> DESCRIPTION OF THE TASK:
Reproduce the closing part of the entries exactly: the line with "of the mossy" and all lines after it, ending with the last line, and nothing else.

___

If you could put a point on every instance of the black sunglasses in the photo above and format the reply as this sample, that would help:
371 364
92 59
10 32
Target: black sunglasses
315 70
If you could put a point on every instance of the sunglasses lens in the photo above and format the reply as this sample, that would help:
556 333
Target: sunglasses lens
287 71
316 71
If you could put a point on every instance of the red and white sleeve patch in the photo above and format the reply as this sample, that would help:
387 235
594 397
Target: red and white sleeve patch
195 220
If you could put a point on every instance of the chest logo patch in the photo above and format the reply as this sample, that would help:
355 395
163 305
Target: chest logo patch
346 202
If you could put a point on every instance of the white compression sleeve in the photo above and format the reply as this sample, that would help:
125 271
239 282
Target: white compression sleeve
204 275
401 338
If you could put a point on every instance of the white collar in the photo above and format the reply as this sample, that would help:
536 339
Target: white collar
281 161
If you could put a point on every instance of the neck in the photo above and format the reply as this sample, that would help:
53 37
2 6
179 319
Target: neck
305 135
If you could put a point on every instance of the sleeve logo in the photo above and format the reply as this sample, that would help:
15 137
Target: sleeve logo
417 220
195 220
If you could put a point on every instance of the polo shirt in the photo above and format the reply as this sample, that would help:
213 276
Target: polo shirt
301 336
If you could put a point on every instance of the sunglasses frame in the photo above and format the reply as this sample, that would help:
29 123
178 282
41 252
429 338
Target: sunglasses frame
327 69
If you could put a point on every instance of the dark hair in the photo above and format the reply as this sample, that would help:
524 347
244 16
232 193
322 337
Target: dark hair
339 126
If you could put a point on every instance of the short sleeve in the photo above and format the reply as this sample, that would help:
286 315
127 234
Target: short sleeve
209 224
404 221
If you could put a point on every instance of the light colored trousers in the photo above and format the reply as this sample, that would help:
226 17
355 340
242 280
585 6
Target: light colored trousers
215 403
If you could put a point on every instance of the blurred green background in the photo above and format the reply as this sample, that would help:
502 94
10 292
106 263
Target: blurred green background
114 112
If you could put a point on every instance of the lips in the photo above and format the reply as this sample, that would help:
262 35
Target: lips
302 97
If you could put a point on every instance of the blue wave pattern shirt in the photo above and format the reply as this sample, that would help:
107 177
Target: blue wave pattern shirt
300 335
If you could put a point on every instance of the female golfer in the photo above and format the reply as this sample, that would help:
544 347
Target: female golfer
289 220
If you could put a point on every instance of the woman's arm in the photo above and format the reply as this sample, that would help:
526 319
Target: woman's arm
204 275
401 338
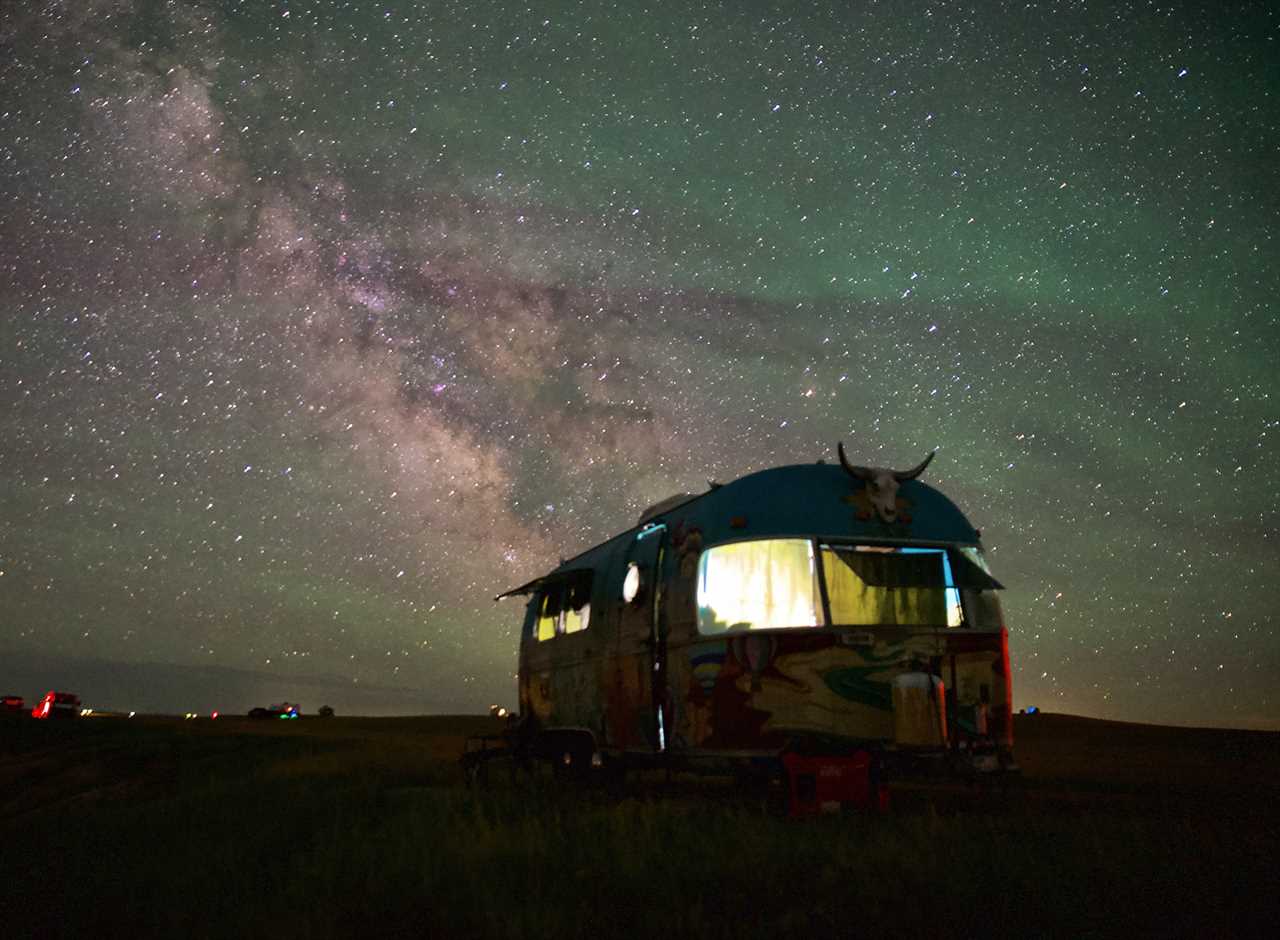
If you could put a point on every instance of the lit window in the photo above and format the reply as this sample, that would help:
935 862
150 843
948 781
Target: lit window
565 607
871 585
758 585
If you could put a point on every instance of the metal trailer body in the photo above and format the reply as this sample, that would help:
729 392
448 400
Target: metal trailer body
789 612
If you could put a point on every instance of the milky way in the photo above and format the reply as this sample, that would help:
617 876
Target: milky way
325 323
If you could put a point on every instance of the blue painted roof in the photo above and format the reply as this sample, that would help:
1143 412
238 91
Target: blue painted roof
798 500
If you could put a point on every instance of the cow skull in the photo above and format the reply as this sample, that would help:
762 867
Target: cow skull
882 484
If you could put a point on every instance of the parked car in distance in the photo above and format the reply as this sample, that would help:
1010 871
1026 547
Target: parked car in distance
58 705
284 710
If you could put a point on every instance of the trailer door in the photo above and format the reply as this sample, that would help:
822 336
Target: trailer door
641 652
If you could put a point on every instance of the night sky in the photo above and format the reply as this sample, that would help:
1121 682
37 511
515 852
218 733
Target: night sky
323 323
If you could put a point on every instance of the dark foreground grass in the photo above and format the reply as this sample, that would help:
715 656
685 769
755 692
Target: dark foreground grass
348 833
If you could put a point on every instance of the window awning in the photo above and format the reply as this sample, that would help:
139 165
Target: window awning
915 569
577 576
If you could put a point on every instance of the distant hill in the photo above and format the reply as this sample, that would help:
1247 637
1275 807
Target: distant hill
158 688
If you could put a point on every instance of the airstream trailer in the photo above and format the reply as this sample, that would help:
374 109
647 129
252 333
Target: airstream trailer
830 617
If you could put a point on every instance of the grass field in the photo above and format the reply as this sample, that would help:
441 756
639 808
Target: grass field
362 827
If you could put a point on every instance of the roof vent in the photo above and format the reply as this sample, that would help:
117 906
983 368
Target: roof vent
659 507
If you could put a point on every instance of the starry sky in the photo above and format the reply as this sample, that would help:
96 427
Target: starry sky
323 323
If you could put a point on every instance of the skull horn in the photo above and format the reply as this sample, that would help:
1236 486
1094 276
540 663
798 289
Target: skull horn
858 473
914 471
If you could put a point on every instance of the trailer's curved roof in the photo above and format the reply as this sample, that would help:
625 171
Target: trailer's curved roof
799 500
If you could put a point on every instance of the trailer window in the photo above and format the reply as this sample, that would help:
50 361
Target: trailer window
758 585
872 585
565 607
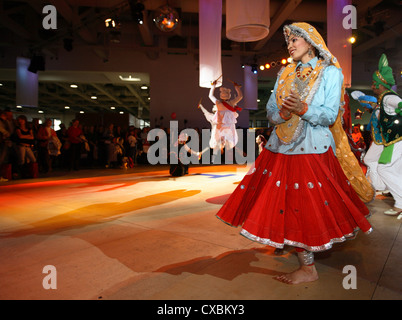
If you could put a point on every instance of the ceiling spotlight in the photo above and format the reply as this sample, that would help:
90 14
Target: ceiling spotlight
136 11
166 18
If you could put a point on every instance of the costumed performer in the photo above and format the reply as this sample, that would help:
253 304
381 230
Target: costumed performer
384 158
297 194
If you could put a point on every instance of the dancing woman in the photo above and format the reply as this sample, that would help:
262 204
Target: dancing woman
297 194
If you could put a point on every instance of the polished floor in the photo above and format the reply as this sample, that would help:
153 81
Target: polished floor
140 234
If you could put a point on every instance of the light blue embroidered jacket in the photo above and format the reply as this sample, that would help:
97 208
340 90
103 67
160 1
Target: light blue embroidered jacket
322 112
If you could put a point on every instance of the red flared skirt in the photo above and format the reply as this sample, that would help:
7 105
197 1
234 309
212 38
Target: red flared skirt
302 200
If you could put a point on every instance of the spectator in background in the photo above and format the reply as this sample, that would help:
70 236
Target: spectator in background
25 143
5 144
132 145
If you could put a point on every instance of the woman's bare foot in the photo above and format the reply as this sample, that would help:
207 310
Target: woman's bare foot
301 275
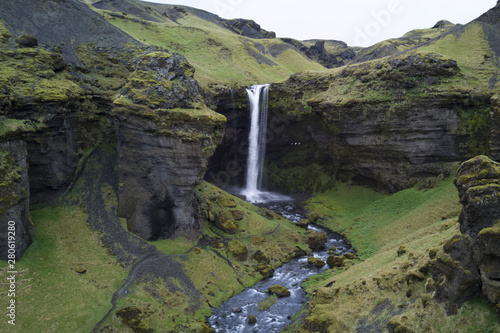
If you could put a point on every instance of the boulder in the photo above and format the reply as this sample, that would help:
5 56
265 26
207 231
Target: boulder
27 40
303 224
238 215
316 239
279 291
252 320
335 261
318 262
261 257
265 270
238 250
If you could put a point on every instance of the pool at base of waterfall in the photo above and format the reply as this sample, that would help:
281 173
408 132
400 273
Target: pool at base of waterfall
234 314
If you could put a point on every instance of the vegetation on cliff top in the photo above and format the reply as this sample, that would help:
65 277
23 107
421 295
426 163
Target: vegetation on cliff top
219 55
68 263
397 237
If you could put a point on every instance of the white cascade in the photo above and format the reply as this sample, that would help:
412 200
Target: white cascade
258 98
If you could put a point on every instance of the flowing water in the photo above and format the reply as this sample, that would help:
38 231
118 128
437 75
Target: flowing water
258 97
232 316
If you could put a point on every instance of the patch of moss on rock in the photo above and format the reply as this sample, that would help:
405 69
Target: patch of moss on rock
135 318
279 291
238 250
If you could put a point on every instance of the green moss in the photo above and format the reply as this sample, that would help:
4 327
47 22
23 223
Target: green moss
48 278
267 303
11 176
371 220
204 44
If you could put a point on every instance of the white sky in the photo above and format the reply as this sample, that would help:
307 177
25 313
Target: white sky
356 22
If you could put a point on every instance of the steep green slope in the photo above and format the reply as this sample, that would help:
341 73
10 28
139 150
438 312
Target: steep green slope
219 55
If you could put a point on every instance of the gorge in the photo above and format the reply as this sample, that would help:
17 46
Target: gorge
121 129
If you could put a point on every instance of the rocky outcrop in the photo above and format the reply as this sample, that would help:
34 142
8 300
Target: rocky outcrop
16 230
247 28
115 91
384 125
158 172
329 53
470 263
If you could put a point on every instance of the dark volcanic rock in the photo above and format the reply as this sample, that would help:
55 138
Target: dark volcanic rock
67 24
158 173
14 200
478 184
470 263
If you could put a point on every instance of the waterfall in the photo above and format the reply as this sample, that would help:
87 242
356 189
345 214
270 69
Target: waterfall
257 96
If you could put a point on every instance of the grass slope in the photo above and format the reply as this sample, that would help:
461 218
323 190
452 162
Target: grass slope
219 55
388 287
54 295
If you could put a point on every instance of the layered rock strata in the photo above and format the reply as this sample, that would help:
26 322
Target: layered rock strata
470 263
59 101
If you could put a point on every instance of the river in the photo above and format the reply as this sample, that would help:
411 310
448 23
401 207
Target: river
233 315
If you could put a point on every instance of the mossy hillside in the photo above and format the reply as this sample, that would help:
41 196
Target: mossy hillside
373 221
390 284
473 54
52 274
458 65
48 282
388 288
219 56
214 270
408 41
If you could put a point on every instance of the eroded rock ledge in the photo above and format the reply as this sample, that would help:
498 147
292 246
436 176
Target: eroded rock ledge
470 263
58 103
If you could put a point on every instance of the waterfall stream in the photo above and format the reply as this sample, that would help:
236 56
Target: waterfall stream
232 316
258 99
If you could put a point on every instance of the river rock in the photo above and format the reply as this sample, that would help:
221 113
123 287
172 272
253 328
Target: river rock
252 320
318 262
238 250
303 224
335 261
261 257
316 239
279 291
265 270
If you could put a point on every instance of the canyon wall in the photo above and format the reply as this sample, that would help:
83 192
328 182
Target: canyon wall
60 101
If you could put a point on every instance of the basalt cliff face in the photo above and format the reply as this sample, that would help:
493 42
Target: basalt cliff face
468 264
401 136
60 98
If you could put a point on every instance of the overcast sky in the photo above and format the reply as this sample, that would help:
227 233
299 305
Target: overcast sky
356 22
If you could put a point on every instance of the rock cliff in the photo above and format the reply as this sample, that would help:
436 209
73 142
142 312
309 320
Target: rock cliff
63 95
387 124
469 264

___

> CORRECT RESPONSE:
If you could put a point on every instance of the mossy hillside in the photo above and format the reply as this sample, that would help:
41 196
Target: mossy hillside
373 221
390 284
473 54
52 274
458 65
48 282
388 288
219 56
214 270
408 41
If you could put a point on every instance of the eroded rock ledge in the photo above and format the reply as this sample, that would help:
498 147
292 246
436 176
Target: eroded rock ledge
470 263
58 103
If you could put a point on every instance of the waterfall stream in the photo above and format the reply as this sample, that would help:
236 56
Target: waterfall stream
232 316
258 99
If you could put a point on every instance of the river rock in the photo above and format the reply as this sample, that would help:
221 113
123 287
172 272
253 328
Target: river rock
252 320
318 262
238 250
303 224
335 261
261 257
316 239
279 291
265 270
If you could put a point on every instance of the canyon wall in the photo above and format the reply as this sample, that would help:
83 192
328 182
Target: canyon wall
60 101
If you could put a point on every instance of the basalt cliff face in the photo above and format the reply as this sample, that would help:
493 42
Target: basalt cliff face
468 264
401 136
60 98
If you could put a point on every instance of the overcast sky in the photo above and format the reply as this sample, that would help:
227 233
299 305
Target: overcast sky
356 22
If you could put a point on every instance of the rock cliff in the photo above and format the reply as this sample, that would help:
436 209
73 142
142 312
309 320
Target: rock cliff
63 95
387 124
469 264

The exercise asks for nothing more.